[[ DOCUMENT EXCERPT open ]]

The overall goal of the NGEE Arctic Project, Bolton said, is to advance scientists’ understanding of the rapidly changing terrestrial Arctic through ground observations and improving the predictive power of the Department of Energy’s Earth system model. These climate models are run on supercomputers at ORNL and elsewhere. The project, which started in 2012, will end in 2027. It is supported by the Office of Biological and Environmental Research in DOE’s Office of Science.

As a hydrologic engineer, he has worked on one of the six science questions addressed by the project: Where, when and why will the Arctic become wetter or drier? In his words, he asks, “how much water is on the landscape, how does it move through the landscape and how is it distributed?”

He talked about some of the research he had conducted on Alaska’s Seward Peninsula in collaboration with ecologist Jessie Young-Robertson, with whom he also launched the “Alaska Voices” podcast in which community members, policy makers and researchers share stories about living in a changing state. In one podcast, Victor Tonuchuk Jr., said that in the past 15 years, “We’ve seen a lot of changes in our climate with floods, erosions, fall storms.”

[[ DOCUMENT EXCERPT closed ]]
[[ DATA open ]]

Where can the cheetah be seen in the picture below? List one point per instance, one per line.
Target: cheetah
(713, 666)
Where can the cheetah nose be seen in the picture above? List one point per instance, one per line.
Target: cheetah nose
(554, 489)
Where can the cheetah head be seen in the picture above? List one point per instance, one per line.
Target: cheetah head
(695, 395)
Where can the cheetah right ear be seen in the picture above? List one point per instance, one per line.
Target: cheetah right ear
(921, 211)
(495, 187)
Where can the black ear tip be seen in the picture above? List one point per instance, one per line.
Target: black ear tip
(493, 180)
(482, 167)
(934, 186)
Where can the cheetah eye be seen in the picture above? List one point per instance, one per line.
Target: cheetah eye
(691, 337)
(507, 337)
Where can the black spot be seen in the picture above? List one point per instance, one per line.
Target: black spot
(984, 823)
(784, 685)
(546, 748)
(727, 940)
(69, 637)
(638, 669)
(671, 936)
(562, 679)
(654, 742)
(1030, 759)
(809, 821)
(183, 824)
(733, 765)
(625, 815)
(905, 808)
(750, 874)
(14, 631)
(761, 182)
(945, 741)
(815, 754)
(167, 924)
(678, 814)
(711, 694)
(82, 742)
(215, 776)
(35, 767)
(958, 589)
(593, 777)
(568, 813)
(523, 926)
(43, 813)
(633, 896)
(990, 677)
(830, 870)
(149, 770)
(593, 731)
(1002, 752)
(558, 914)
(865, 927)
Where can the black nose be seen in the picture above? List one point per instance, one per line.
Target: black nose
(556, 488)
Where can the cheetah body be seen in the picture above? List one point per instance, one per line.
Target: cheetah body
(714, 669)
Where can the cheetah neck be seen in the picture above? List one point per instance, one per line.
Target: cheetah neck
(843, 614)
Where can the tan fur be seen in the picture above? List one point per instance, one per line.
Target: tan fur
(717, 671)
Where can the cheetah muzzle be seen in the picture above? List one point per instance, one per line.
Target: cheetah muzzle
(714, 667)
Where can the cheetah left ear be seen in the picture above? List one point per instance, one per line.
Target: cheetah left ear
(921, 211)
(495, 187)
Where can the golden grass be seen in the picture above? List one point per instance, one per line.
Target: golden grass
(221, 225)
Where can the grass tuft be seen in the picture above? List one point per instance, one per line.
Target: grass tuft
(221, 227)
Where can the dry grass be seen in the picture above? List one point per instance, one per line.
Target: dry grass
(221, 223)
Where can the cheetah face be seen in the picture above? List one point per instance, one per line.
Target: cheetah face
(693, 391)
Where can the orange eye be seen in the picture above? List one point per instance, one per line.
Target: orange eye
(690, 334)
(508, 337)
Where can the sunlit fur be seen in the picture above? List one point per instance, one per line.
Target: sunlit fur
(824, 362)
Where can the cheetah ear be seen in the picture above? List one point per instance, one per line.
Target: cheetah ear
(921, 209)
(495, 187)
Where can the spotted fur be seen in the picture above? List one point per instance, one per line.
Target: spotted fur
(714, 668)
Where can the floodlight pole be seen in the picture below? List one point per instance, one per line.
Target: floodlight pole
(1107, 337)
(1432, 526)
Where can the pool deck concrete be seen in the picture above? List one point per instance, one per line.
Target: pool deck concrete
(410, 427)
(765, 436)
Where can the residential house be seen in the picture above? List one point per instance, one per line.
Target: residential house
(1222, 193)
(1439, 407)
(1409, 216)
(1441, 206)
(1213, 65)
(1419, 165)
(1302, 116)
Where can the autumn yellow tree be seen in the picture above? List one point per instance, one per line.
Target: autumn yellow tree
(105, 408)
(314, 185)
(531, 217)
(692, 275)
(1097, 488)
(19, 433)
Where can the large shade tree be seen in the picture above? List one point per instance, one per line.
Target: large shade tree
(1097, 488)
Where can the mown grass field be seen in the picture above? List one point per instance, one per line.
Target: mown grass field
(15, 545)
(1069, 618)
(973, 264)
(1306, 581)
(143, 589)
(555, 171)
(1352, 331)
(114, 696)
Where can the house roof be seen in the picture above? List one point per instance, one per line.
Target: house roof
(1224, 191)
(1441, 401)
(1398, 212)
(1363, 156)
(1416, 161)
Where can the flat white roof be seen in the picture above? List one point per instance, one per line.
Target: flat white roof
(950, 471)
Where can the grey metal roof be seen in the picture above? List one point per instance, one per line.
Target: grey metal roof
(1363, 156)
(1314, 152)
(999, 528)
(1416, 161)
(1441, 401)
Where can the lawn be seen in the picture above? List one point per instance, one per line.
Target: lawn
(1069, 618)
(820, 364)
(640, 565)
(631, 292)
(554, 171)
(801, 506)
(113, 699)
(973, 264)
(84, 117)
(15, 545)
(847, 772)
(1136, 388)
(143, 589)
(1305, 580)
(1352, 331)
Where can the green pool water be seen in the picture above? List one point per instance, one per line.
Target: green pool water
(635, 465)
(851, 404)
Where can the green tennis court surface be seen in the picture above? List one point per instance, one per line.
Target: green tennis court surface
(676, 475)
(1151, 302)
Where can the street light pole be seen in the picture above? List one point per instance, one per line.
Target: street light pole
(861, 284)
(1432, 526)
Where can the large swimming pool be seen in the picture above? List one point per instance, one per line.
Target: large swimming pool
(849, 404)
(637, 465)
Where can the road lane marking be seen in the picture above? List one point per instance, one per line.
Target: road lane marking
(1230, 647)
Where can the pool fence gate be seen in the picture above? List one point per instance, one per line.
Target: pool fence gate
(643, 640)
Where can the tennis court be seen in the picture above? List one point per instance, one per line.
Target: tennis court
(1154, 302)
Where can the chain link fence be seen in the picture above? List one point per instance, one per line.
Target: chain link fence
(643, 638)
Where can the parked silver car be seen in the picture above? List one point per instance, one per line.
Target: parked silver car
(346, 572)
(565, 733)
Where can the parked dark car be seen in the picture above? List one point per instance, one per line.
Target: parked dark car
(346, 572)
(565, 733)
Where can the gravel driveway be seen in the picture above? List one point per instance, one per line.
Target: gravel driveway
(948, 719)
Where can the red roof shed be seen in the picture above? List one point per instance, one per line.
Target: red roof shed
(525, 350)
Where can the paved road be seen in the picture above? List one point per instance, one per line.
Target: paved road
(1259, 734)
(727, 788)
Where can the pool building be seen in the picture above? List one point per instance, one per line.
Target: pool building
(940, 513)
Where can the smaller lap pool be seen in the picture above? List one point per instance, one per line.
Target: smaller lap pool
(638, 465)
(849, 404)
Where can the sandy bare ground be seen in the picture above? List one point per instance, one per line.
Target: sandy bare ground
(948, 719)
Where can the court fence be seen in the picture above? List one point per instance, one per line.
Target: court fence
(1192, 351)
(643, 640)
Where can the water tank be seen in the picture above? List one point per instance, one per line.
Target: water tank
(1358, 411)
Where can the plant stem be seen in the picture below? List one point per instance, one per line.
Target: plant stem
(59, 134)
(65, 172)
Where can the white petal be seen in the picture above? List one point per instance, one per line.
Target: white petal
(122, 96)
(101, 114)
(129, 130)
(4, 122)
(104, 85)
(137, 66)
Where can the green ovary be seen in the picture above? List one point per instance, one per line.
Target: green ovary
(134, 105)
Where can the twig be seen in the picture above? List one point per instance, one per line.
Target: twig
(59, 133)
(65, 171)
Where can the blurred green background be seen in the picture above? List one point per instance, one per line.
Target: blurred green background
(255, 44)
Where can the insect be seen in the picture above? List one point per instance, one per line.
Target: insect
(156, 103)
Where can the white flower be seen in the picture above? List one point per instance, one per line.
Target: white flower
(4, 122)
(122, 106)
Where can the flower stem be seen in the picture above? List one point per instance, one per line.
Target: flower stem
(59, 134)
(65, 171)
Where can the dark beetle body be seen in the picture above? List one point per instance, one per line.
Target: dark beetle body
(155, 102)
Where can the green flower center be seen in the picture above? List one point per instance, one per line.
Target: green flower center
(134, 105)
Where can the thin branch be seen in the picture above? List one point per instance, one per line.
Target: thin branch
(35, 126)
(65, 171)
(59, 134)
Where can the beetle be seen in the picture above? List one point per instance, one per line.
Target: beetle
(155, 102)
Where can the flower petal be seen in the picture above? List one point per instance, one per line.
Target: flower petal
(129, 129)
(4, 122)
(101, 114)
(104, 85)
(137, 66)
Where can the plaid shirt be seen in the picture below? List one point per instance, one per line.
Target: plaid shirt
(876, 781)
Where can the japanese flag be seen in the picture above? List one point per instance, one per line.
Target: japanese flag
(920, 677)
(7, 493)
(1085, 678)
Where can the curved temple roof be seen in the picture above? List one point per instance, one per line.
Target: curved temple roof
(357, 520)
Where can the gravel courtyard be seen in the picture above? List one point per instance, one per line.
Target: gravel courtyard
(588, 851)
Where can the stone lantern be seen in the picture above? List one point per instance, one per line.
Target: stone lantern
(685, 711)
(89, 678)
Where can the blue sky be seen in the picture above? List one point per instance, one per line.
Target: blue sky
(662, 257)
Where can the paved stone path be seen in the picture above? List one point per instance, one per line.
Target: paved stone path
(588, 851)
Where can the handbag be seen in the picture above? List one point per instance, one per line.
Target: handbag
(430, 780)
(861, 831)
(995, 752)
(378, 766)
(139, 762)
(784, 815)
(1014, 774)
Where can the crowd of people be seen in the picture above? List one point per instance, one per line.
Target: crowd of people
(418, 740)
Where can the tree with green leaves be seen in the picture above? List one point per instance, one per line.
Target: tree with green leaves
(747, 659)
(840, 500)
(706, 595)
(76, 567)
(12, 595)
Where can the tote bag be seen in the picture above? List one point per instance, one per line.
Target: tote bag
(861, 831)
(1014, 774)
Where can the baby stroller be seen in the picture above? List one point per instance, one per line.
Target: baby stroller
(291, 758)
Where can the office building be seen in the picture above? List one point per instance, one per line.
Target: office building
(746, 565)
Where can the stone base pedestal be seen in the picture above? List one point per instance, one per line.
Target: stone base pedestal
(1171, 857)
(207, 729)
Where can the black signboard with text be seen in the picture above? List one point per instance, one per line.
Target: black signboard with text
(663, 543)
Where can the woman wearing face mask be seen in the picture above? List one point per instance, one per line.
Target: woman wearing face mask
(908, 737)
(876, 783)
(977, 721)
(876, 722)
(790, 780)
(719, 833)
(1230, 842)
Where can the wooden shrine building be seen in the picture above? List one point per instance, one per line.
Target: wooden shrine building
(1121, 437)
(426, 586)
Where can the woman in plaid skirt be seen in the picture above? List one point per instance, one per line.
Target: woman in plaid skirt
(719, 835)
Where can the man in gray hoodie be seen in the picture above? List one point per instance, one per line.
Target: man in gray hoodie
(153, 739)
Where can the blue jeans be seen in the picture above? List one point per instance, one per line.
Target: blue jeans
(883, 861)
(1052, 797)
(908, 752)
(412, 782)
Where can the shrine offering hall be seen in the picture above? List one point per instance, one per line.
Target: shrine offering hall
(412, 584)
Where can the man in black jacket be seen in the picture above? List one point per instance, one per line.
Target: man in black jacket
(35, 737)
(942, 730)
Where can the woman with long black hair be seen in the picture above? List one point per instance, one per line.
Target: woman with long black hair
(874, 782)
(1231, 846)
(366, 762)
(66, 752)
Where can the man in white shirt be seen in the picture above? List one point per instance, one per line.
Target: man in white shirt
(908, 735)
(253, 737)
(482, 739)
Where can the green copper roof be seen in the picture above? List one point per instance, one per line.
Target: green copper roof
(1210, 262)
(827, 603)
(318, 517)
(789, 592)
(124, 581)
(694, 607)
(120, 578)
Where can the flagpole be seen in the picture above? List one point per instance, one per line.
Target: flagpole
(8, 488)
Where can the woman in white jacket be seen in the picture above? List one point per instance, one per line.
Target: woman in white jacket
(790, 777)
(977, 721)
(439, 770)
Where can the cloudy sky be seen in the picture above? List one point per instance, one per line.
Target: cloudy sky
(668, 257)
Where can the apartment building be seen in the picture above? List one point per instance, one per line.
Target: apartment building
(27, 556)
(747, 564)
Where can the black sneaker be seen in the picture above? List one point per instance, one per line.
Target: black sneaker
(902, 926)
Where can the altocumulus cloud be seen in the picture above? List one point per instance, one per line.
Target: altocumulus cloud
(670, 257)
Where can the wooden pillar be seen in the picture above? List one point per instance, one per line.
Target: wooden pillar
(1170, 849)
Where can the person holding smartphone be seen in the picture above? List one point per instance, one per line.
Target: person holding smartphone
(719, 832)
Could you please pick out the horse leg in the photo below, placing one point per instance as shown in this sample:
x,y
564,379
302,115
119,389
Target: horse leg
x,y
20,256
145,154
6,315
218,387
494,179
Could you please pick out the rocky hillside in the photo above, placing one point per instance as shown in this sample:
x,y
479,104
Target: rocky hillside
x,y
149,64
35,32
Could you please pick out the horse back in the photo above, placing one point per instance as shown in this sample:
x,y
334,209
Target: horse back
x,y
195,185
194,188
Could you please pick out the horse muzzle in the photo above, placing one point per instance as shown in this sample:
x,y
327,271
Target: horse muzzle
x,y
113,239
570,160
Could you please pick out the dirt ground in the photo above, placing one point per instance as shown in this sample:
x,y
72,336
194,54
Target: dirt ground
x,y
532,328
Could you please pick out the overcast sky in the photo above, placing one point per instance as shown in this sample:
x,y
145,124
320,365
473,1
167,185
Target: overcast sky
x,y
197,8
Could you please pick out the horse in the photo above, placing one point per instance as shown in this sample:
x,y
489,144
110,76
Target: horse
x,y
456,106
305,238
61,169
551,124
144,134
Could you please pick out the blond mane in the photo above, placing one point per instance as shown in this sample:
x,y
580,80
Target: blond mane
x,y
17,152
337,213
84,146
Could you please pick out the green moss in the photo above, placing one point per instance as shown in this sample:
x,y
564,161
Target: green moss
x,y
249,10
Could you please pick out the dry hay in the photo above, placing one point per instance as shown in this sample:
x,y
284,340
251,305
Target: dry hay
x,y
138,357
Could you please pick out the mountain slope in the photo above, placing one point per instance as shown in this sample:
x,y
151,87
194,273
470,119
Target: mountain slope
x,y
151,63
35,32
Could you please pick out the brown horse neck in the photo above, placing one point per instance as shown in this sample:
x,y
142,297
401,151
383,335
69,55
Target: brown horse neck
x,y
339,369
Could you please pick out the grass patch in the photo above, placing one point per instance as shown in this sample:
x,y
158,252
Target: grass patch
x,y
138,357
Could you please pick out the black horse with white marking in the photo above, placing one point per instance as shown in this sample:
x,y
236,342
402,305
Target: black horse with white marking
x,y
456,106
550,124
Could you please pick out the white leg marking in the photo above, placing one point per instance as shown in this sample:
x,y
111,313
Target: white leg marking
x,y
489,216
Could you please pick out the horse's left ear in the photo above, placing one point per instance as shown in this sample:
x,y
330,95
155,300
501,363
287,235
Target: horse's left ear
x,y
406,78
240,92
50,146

[[ DATA closed ]]

→ WORK TASK 1
List every person named in the passage about the NGEE Arctic Project.
→ WORK TASK 2
From the passage about the NGEE Arctic Project, write out the text starting at "The overall goal" and ending at "Office of Science.".

→ TASK ANSWER 1
Bolton, Jessie Young-Robertson, Victor Tonuchuk Jr.

→ TASK ANSWER 2
The overall goal of the NGEE Arctic Project, Bolton said, is to advance scientists’ understanding of the rapidly changing terrestrial Arctic through ground observations and improving the predictive power of the Department of Energy’s Earth system model. These climate models are run on supercomputers at ORNL and elsewhere. The project, which started in 2012, will end in 2027. It is supported by the Office of Biological and Environmental Research in DOE’s Office of Science.